SUPPLIED ENTRIES |
* Begin *
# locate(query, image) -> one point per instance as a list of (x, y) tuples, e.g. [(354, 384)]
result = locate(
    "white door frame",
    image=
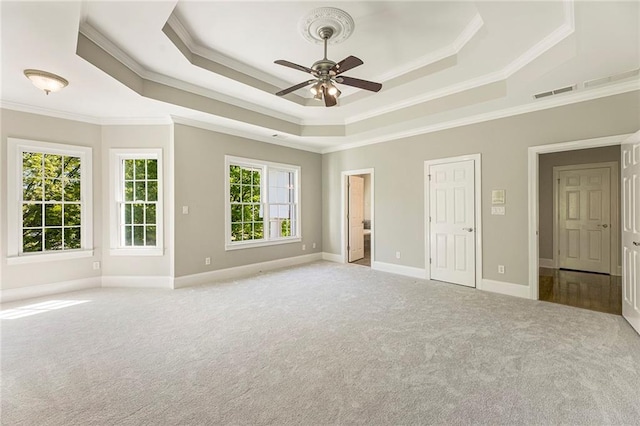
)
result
[(533, 154), (614, 200), (345, 211), (478, 207)]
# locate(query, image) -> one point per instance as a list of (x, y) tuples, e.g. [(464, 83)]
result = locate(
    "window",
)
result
[(137, 207), (262, 203), (49, 201)]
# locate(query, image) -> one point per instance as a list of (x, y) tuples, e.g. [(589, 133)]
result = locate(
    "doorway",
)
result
[(358, 229)]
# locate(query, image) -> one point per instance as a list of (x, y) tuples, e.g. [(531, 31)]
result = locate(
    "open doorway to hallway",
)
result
[(579, 228)]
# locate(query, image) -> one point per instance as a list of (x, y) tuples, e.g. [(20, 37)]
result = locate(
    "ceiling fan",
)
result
[(327, 73)]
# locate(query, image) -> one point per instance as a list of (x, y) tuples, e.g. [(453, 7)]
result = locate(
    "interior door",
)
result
[(584, 219), (631, 233), (356, 218), (452, 222)]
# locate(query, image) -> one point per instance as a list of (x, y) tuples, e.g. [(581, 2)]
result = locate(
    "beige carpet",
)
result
[(317, 344)]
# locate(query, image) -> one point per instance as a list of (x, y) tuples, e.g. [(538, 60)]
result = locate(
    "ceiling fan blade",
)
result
[(346, 64), (294, 66), (361, 84), (328, 99), (294, 88)]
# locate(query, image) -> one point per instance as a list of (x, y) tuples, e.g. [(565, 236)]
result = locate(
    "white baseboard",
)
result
[(546, 263), (408, 271), (137, 282), (332, 257), (13, 294), (239, 271), (509, 289)]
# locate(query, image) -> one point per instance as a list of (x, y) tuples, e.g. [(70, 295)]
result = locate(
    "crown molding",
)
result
[(602, 92)]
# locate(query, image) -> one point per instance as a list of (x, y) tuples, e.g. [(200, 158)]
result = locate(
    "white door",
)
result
[(356, 218), (631, 233), (584, 222), (452, 222)]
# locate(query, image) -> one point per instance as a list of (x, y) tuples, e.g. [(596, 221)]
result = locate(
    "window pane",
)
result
[(32, 188), (234, 174), (151, 214), (141, 188), (127, 213), (53, 190), (31, 215), (128, 191), (31, 240), (246, 177), (234, 193), (152, 190), (236, 232), (128, 235), (140, 172), (53, 238), (72, 167), (138, 235), (72, 190), (52, 166), (152, 169), (138, 214), (53, 216), (72, 215), (151, 236), (72, 238), (236, 213), (128, 169)]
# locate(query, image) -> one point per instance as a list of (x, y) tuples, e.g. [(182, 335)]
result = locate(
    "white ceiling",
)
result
[(441, 63)]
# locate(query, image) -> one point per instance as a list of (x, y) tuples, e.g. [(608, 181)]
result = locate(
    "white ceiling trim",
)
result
[(108, 46), (540, 105), (454, 48)]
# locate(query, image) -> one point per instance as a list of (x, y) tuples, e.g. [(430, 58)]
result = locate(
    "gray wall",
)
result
[(503, 143), (546, 163), (199, 183), (47, 129)]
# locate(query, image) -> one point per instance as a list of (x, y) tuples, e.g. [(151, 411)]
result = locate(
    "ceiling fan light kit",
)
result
[(326, 24)]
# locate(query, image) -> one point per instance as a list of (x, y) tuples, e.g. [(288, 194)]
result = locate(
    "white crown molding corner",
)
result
[(407, 271), (245, 270), (508, 289), (42, 290)]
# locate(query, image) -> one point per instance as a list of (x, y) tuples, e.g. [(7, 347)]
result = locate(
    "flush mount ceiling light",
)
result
[(46, 81)]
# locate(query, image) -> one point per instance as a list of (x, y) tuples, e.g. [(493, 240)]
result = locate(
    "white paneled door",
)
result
[(584, 219), (631, 233), (356, 218), (452, 222)]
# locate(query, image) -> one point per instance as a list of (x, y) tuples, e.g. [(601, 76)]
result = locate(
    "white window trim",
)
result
[(15, 149), (264, 165), (116, 155)]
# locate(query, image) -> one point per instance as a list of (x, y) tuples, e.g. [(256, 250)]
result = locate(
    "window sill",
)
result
[(243, 245), (137, 252), (48, 257)]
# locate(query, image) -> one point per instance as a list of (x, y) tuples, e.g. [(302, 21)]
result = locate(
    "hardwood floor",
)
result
[(596, 292)]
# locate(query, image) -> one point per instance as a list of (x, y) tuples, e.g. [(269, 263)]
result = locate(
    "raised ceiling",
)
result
[(210, 64)]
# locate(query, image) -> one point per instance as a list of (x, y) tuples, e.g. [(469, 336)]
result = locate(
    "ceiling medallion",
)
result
[(327, 17)]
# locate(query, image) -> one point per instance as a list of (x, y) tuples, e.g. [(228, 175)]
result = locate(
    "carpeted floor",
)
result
[(317, 344)]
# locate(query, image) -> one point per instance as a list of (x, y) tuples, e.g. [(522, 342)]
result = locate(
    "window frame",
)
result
[(116, 159), (265, 166), (15, 150)]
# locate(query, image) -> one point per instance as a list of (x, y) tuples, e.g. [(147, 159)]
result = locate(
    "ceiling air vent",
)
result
[(555, 91), (612, 78)]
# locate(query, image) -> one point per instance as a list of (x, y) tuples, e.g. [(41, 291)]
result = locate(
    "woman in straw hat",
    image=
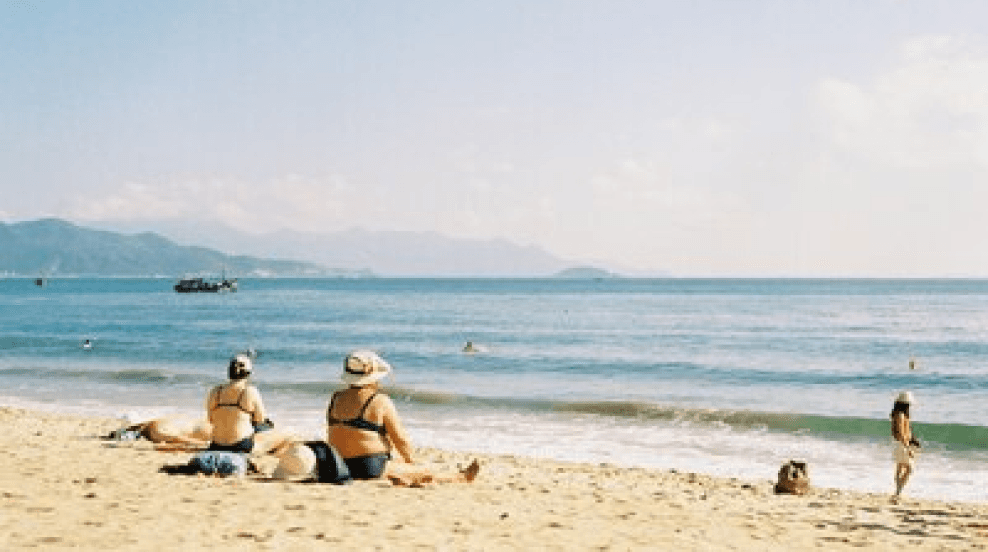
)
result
[(906, 444), (364, 426), (237, 415)]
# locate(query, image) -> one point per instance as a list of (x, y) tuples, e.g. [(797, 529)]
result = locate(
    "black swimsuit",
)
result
[(370, 466), (244, 445)]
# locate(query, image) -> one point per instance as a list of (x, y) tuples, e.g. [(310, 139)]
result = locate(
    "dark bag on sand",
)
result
[(330, 467), (794, 478)]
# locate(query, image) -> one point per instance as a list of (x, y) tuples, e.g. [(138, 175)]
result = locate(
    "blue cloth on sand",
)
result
[(219, 463)]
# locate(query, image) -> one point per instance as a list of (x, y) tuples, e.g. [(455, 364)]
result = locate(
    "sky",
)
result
[(693, 137)]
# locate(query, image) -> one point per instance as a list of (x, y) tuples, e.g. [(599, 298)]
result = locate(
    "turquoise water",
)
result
[(729, 377)]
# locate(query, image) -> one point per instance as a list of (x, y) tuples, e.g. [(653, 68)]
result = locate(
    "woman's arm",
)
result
[(258, 414), (211, 403), (396, 430)]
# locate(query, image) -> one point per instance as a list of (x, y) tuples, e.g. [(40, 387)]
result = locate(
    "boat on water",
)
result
[(202, 285)]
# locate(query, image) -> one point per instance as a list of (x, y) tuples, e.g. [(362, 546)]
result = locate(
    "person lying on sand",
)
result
[(363, 426), (169, 431)]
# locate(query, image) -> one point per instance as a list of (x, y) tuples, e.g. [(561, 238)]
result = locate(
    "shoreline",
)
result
[(63, 486)]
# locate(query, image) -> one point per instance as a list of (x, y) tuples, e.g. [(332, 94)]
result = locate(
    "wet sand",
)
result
[(61, 486)]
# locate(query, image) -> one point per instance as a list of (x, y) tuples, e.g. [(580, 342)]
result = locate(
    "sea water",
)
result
[(727, 377)]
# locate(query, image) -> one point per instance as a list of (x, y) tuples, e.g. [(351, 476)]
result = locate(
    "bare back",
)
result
[(901, 431), (352, 403), (233, 408)]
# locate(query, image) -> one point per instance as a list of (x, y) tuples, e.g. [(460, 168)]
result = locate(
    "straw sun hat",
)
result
[(297, 461), (364, 367)]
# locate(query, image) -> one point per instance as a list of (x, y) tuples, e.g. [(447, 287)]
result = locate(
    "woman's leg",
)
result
[(902, 473)]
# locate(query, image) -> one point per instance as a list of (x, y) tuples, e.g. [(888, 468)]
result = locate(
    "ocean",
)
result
[(721, 376)]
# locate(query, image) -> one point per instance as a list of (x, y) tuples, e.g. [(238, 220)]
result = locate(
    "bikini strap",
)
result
[(329, 417), (360, 415)]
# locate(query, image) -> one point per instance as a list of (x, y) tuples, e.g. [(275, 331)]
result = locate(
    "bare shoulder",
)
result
[(384, 402)]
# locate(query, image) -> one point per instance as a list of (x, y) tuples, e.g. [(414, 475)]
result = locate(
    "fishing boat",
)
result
[(202, 285)]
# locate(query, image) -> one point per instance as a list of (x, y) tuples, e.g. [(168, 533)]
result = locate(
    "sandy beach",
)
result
[(64, 487)]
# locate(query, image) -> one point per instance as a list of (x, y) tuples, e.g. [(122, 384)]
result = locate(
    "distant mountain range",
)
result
[(57, 247), (415, 254), (53, 247)]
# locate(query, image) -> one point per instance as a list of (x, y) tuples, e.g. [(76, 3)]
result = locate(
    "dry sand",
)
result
[(63, 487)]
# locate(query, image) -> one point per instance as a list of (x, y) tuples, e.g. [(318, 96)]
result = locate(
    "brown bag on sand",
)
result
[(794, 478)]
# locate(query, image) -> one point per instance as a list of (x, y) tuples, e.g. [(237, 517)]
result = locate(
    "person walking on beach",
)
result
[(906, 444)]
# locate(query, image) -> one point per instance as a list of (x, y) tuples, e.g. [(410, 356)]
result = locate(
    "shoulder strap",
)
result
[(360, 415), (329, 417)]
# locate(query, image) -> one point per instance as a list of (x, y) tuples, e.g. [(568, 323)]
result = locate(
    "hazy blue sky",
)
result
[(829, 137)]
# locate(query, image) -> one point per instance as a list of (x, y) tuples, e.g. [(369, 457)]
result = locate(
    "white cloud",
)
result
[(930, 111), (292, 201)]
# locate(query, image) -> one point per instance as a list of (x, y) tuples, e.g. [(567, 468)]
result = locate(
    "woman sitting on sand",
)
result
[(363, 425), (237, 414), (906, 444)]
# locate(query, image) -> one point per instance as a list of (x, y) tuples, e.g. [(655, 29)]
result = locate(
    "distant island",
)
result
[(585, 273)]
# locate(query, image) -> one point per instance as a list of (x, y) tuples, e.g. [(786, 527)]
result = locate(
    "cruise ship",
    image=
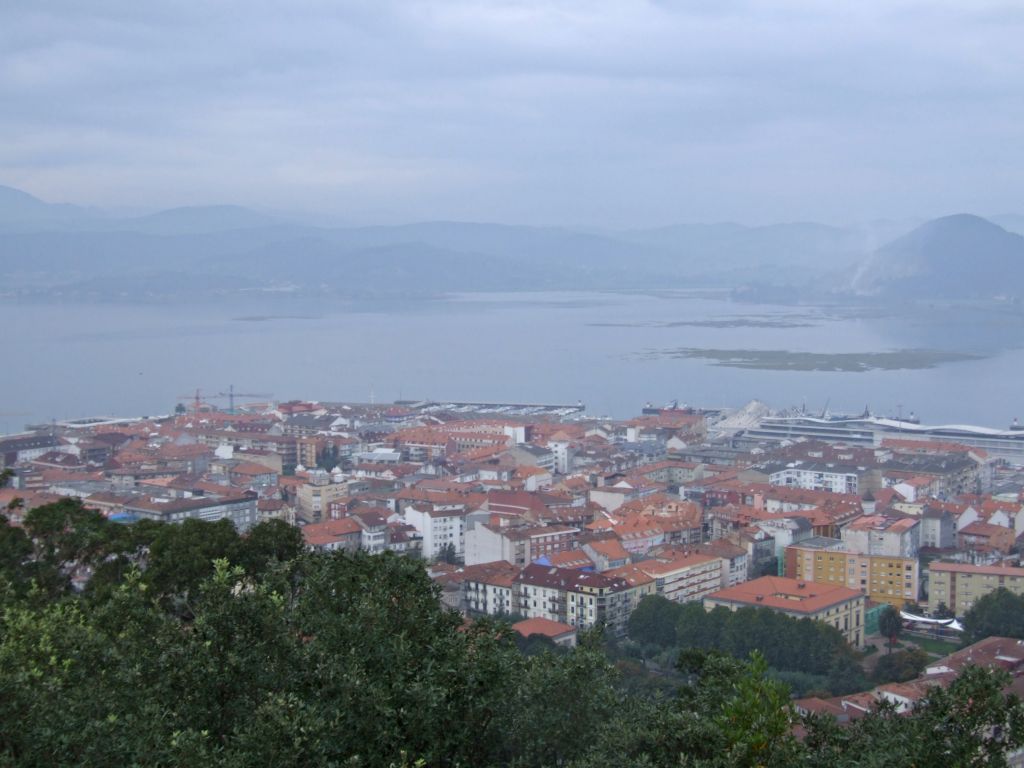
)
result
[(870, 430)]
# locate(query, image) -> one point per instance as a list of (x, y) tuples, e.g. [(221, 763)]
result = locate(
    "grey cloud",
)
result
[(565, 111)]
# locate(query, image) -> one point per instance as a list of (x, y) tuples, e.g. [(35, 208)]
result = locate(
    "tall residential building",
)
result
[(958, 586), (882, 578)]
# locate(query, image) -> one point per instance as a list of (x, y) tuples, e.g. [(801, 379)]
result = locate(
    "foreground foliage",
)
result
[(265, 655)]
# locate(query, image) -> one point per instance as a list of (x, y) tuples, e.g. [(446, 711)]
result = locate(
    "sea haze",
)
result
[(612, 350)]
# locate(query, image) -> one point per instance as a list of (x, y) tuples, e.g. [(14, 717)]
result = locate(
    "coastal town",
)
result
[(563, 522)]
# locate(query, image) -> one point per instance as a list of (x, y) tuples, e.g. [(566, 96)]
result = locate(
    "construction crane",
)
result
[(230, 394), (198, 396)]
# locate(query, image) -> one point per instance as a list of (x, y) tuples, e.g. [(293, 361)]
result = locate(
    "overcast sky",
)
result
[(603, 113)]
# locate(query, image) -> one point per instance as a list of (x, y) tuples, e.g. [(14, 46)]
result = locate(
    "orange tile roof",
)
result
[(785, 594), (543, 627)]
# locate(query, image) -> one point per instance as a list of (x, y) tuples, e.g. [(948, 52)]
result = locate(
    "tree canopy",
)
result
[(203, 647), (997, 613)]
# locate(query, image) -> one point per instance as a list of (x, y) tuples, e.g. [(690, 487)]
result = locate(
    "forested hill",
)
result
[(192, 646)]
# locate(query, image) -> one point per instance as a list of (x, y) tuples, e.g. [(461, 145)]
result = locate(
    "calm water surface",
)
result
[(608, 350)]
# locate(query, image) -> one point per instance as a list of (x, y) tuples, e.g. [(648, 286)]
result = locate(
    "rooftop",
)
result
[(792, 595)]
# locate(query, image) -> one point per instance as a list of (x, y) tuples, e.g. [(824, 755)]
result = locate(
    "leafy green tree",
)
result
[(448, 554), (653, 621), (15, 548), (268, 543), (972, 723), (181, 556), (999, 613), (900, 667), (890, 626)]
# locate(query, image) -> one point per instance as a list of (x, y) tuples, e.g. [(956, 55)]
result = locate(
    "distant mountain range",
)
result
[(962, 256), (71, 252)]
* End *
EXERCISE GOAL |
Rewrite the stretch of data from its start through the line that contains "[(356, 218), (631, 233), (584, 222), (452, 222)]", requests included. Scale every coordinate in the answers by 1.3 and round to whole numbers with halves rounded up, leaving the numbers in the requests and their format samples unchanged. Give only this stretch and omit the pictures.

RESPONSE |
# locate(query, image) -> one point per instance as a list of (x, y) tuples, e.g. [(354, 384)]
result = locate(
    "white door frame",
    image=
)
result
[(693, 200), (798, 260), (449, 274), (621, 269)]
# locate(query, image) -> one point per instance as a list of (x, y) tuples, e.g. [(464, 83)]
result = locate(
    "window",
)
result
[(178, 269), (341, 264), (64, 261)]
# locate(query, image) -> one point per instance as a list of (x, y) tuples, e.g. [(589, 133)]
result = locate(
    "doorway",
)
result
[(465, 298)]
# locate(query, image) -> one point per instance as a list of (x, y) tuples, e.g. [(531, 31)]
result = locate(
    "open doorway to hallway",
)
result
[(753, 296)]
# locate(query, image) -> one point per instance as a list of (x, y) tuples, e.g. [(20, 37)]
result = locate(
    "ceiling fan",
)
result
[(425, 95)]
# locate(query, image) -> one point per instance as a list of (x, y) tuples, e.g. [(453, 7)]
result = locate(
    "interior door",
)
result
[(759, 285), (820, 303), (463, 283), (588, 289)]
# locate(query, image) -> one point per instance as a list of (x, y) tuples, e.g. [(581, 2)]
result = locate(
    "beige carpet",
)
result
[(412, 447)]
# locate(query, image) -> one point per instance as a list of (x, y) tuples, e.g. [(538, 60)]
result = locate(
    "ceiling fan blade",
)
result
[(450, 83), (382, 86), (469, 109), (426, 129), (382, 114)]
# locate(query, image) -> one point per instance as a list of (x, y) tuples, e.g. [(565, 236)]
result = locate(
    "white baseboard",
)
result
[(710, 342), (530, 352), (178, 367), (432, 334), (17, 382), (311, 352), (662, 376)]
# locate(query, image) -> one point per instance as a list of (x, y) tuples, e.g. [(70, 295)]
result = locate(
    "crown molding",
)
result
[(783, 120)]
# locate(query, image) -> one point per instance as a list of (x, y) tuples, e.g. [(200, 158)]
result = locate(
    "white door",
)
result
[(463, 283), (820, 303), (759, 289), (588, 289)]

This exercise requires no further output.